PARTIE DU TEXTE:

La CIA a publié un rapport sur les origines du Covid-19. L’agence américaine estime que le virus résulterait «probablement» d’une fuite d’un laboratoire chinois. Si de son côté Pékin réfute l’hypothèse, le monde scientifique estime que les éléments manquent pour tirer une telle conclusion.
Il est «probable» que la Chine ait fait fuiter le virus du Covid-19, selon la CIA, qui tire cette conclusion dans une note publiée le samedi 25 janvier. D’après l’agence de renseignements américaine, celui-ci n’aurait donc pas été transmis à l’être humain via des animaux présents dans un marché de Wuhan (est de la Chine). Pour Pékin, en revanche, cette possibilité de fuite d’un de ses laboratoires est «extrêmement improbable». Au sein de la communauté scientifique, on estime qu’aucune preuve ne peut réfuter ou prouver l’une ou l’autre hypothèse. Pourtant, celle de la fuite d’un laboratoire «relève davantage de la spéculation géopolitique que de la science», selon Steven Van Gucht, directeur scientifique de Sciensano.
«Aucun élément ne favorise cette hypothèse»
«A moins que la CIA ait accès à de nouvelles données étant de nature à réellement changer la donne sur cette question, il n’y a, à ma connaissance, actuellement aucun élément confirmé venant favoriser l’hypothèse selon laquelle le SARS-CoV-2 aurait fuité d’un laboratoire chinois», précise Simon Dellicour, chercheur qualifié FNRS et directeur du laboratoire d’épidémiologie spatiale à l’ULB.
Il reste énormément de zones d’ombre sur l’origine de ce virus. Aucune hypothèse, y compris celle émise par la CIA, ne peut être aujourd’hui formellement écartée. Cependant, jusqu’ici, les éléments et données accessibles à la communauté scientifique concordent avec l’hypothèse d’une origine naturelle. C’est-à-dire une transmission du virus depuis son réservoir animal, les chauves-souris «fer à cheval», vers l’humain, sans doute par l’intermédiaire d’un autre animal.
Pour Steven Van Gucht, la fuite, accidentelle ou intentionnelle, d’un laboratoire de Wuhan est purement spéculative. «Les experts qui ont examiné cette question ont systématiquement réfuté les arguments avancés. A ce jour, aucune preuve ni aucun élément concret n’appuie cette hypothèse», ajoute-t-il.

ENTRÉES EXTRAITES:
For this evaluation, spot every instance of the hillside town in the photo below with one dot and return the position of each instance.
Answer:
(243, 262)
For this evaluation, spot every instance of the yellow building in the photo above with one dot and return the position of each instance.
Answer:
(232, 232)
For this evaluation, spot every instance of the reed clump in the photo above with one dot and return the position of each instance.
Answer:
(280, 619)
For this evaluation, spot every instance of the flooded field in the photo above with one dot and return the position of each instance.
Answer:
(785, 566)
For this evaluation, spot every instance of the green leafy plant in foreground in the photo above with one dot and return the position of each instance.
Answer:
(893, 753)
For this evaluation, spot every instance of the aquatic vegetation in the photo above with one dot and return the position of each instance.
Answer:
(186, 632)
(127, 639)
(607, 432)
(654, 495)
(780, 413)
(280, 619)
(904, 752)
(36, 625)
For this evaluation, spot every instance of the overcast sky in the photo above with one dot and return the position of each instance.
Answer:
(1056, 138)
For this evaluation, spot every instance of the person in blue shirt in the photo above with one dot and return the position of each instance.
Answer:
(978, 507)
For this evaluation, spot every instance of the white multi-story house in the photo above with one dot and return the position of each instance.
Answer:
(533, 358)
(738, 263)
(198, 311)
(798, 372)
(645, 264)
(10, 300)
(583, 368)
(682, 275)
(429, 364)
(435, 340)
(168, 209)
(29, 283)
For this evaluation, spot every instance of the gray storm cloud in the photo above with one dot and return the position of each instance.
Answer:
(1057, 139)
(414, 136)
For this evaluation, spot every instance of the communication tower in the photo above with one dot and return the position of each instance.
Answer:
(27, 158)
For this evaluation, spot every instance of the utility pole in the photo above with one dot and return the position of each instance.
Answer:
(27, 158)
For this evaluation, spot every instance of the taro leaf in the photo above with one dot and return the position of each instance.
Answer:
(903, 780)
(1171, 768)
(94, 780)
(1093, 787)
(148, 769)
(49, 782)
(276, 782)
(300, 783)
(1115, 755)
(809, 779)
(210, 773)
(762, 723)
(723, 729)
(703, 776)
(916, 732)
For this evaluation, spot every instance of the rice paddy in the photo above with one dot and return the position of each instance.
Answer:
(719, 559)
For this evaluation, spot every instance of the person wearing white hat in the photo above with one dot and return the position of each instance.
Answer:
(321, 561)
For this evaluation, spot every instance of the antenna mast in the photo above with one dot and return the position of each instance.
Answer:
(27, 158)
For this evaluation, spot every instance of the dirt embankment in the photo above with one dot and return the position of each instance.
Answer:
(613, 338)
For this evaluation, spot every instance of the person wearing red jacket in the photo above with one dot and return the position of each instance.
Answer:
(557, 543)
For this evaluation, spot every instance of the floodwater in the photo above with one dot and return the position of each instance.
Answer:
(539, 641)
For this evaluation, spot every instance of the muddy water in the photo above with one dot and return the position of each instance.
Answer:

LISTE DES CONSIGNES:
1. D'après le texte sur l'origine du Covid-19, quel poste Steven Van Gucht occupe-t-il chez Sciensano ?
2. Donnez la suite du texte sur l'origine du Covid-19, là où il s'arrête.

RÉPONSES PAR CONSIGNE:
1. Il est directeur scientifique de Sciensano.

2.
Plusieurs indices pointent le marché de Wuhan
Les différentes études ont notamment révélé trois éléments en adéquation avec l’hypothèse d’une origine naturelle, liée au marché de Wuhan.
Tout d’abord, l’analyse de la distribution des premières personnes affectées par le Covid-19 pointe ce marché comme l’épicentre de l’émergence du virus.
Ensuite, grâce à l’analyse du génome du virus lors des premiers cas d’infection, une étude a montré qu’il y avait au moins deux événements de spillover distincts. Un spillover désigne un transfert au cours duquel un pathogène passe d’une espèce à une autre. Dans ce cas-ci, d’une espèce animale à l’espèce humaine. Selon Simon Dellicour, il serait dès lors moins probable que les deux premières personnes infectées l’aient été à un autre endroit pour ensuite toutes deux initier une chaîne de transmission distincte au marché ou dans ses alentours.
Le troisième élément a été apporté par une étude datant du 19 septembre 2024. Elle permet d’identifier certains animaux sauvages, vendus sur le marché de Wuhan, comme des hôtes intermédiaires potentiels entre la chauve-souris et l’humain. L’ADN de ces animaux a en effet été identifié sur des étals. Ils se sont également révélés positifs au SARS-CoV-2, ainsi qu’à d’autres virus pouvant infecter ces animaux. Des données qui viennent renforcer l’hypothèse d’une transmission aux humains par des animaux infectés et introduits sur le marché de Wuhan.